Job A.
Reproduce the film article below word for word, from "We are introduced" through "as he does.".

_ _ _ _ _

Friendly Persuasion  is a 1956 American Civil War drama film produced and directed by William Wyler. It stars Gary Cooper, Dorothy McGuire, Anthony Perkins, Richard Eyer, Robert Middleton, Phyllis Love, Mark Richman, Walter Catlett and Marjorie Main. The screenplay by Michael Wilson was adapted from the 1945 novel The Friendly Persuasion by Jessamyn West. The film tells the story of a Quaker family in southern Indiana during the American Civil War and the way the war tests their pacifist beliefs.

The film was originally released with no screenwriting credit because Wilson was on the Hollywood blacklist.  His credit was restored in 1996.

Plot
The film is set in Jennings County, Indiana, in 1862.  Jess Birdwell (Gary Cooper) is a farmer and patriarch of the Birdwell family whose Quaker religion conflicts with his love for the worldly enjoyments of music and horse racing. Jess's wife Eliza, (Dorothy McGuire) a Quaker minister, is deeply religious and steadfast in her refusal to engage in violence. Jess's daughter Mattie (Phyllis Love) wants to remain a Quaker but has fallen in love with dashing cavalry officer Gard Jordan (Peter Mark Richman), a love that is against her mother's wishes. Jess's youngest child "Little" Jess (Richard Eyer) is a feisty child whose comical feud with his mother's pet goose causes her heartache. Jess's elder son Josh (Anthony Perkins) is torn between his hatred of violence and a conviction that to protect his family he must join the home guard and fight the invaders. Enoch (Joel Fluellen), a runaway slave, is a laborer on their farm; his children are still enslaved in the South.

We are introduced to the family via its youngest member, "Little" Jess, who is forever at war with his mother's pet goose. The story begins as an easygoing and humorous tale of Quakers trying to maintain their faith as they go to meeting on First Day (Sunday); contrasted with the Birdwells' neighbor Sam Jordan (Robert Middleton) and other members of the nearby Methodist Church. The mood shifts dramatically when the meeting is interrupted by a Union officer who asks how the Quaker men can stand by when their houses will be looted and their families terrorized by approaching Confederate troops. When confronted with the question of his being afraid to fight, Josh Birdwell responds that it might be the case. His honesty provokes the wrath of Purdy, a Quaker elder who condemns people who don't believe as he does.

_ _ _ _ _

Job B.
Scale the entries below from their start through the line containing "x=229 y=212": write out every line in that stretch, multiplying each x and y coordinate in the answers by 2.5 and rounding to whole numbers, with halves rounded up. Leave the pictures out.

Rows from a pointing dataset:
_ _ _ _ _

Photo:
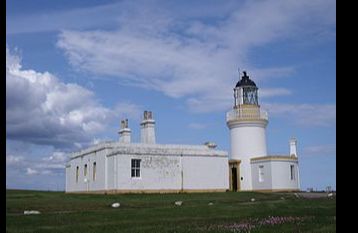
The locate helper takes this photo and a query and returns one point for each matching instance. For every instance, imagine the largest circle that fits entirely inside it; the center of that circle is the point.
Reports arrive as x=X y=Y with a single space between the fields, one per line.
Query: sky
x=74 y=69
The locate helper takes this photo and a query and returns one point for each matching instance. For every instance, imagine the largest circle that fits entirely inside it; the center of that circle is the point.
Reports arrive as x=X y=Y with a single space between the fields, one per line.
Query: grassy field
x=229 y=212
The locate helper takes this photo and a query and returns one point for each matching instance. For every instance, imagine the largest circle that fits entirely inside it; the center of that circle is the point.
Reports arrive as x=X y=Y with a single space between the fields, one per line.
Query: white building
x=250 y=166
x=149 y=167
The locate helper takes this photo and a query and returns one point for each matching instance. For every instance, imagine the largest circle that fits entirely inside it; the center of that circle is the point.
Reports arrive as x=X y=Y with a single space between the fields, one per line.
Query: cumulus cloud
x=30 y=171
x=12 y=160
x=317 y=150
x=197 y=126
x=41 y=109
x=304 y=114
x=171 y=51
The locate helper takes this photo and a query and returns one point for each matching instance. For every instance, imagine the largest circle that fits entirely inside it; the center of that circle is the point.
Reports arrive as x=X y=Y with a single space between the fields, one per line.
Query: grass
x=230 y=212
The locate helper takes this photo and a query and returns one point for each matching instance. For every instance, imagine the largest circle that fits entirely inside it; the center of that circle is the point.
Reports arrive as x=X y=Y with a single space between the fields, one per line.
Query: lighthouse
x=247 y=124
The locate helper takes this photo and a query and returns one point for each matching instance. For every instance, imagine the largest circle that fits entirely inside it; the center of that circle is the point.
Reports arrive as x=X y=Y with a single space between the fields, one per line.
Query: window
x=85 y=170
x=261 y=173
x=135 y=171
x=292 y=171
x=94 y=171
x=77 y=171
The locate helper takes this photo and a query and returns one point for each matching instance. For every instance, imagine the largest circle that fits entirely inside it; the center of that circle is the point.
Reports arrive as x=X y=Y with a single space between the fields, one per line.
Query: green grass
x=157 y=213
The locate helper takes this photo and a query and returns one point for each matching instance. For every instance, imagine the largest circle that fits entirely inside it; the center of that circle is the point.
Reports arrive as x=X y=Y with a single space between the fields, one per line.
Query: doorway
x=234 y=174
x=234 y=178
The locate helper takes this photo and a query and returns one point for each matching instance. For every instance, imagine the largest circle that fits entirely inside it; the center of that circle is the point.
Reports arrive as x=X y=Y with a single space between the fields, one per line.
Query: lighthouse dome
x=245 y=81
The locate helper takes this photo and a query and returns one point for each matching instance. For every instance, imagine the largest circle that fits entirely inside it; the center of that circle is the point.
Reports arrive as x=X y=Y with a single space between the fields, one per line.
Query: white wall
x=247 y=140
x=205 y=172
x=157 y=172
x=89 y=159
x=267 y=175
x=281 y=177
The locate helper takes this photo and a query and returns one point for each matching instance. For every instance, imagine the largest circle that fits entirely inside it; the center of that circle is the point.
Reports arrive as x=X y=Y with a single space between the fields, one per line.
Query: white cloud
x=41 y=109
x=182 y=56
x=197 y=126
x=304 y=114
x=56 y=157
x=317 y=150
x=30 y=171
x=13 y=160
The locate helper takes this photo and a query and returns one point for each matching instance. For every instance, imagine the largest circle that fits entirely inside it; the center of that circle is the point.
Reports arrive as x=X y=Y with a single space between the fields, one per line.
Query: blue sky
x=74 y=69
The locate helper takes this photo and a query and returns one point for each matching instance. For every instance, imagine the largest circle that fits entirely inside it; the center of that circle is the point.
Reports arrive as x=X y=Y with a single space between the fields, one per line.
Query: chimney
x=293 y=147
x=147 y=128
x=124 y=132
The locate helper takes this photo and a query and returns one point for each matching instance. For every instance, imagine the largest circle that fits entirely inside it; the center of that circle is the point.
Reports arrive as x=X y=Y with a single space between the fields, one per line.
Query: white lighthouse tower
x=247 y=124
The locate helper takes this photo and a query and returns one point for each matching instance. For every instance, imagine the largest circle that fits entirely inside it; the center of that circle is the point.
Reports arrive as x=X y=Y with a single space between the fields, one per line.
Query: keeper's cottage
x=123 y=166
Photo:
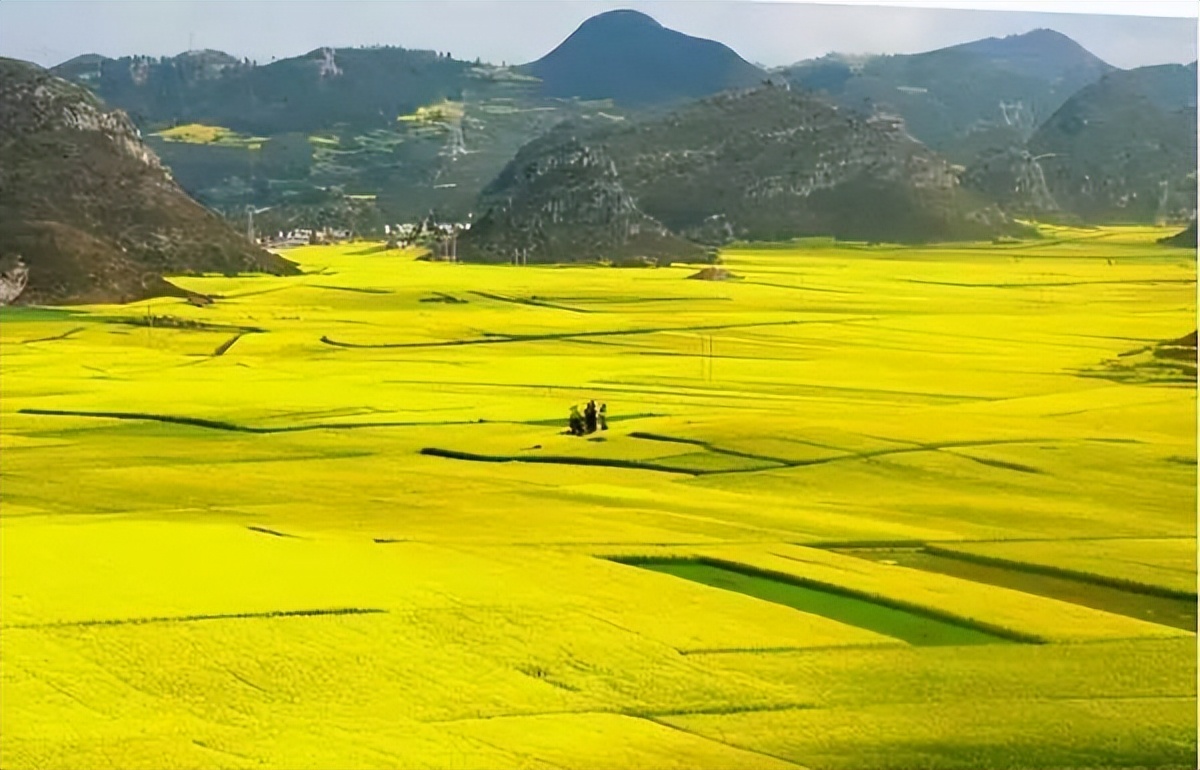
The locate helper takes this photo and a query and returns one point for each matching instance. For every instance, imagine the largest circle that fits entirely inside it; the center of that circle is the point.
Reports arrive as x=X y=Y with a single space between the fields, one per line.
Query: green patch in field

_ _ _ _ _

Reply A.
We are introduced to the family via its youngest member, "Little" Jess, who is forever at war with his mother's pet goose. The story begins as an easygoing and humorous tale of Quakers trying to maintain their faith as they go to meeting on First Day (Sunday); contrasted with the Birdwells' neighbor Sam Jordan (Robert Middleton) and other members of the nearby Methodist Church. The mood shifts dramatically when the meeting is interrupted by a Union officer who asks how the Quaker men can stand by when their houses will be looted and their families terrorized by approaching Confederate troops. When confronted with the question of his being afraid to fight, Josh Birdwell responds that it might be the case. His honesty provokes the wrath of Purdy, a Quaker elder who condemns people who don't believe as he does.

Reply B.
Photo:
The locate helper takes this photo and a query and returns one point for each matching instance. For every instance, imagine the largest circle that fits entirely inside it; the center of that circle is the point.
Reports arrive as x=X y=Y with a single space between the fields, one per line.
Query: sky
x=185 y=173
The locate helper takes this photo and a query and returns one point for each matching instance. For every instance, imagine the largest circle that fits entirely inside it; the center of that circle is the point.
Reports arrive as x=X y=Y with a single space between the fields, one per line.
Query: grassy field
x=573 y=530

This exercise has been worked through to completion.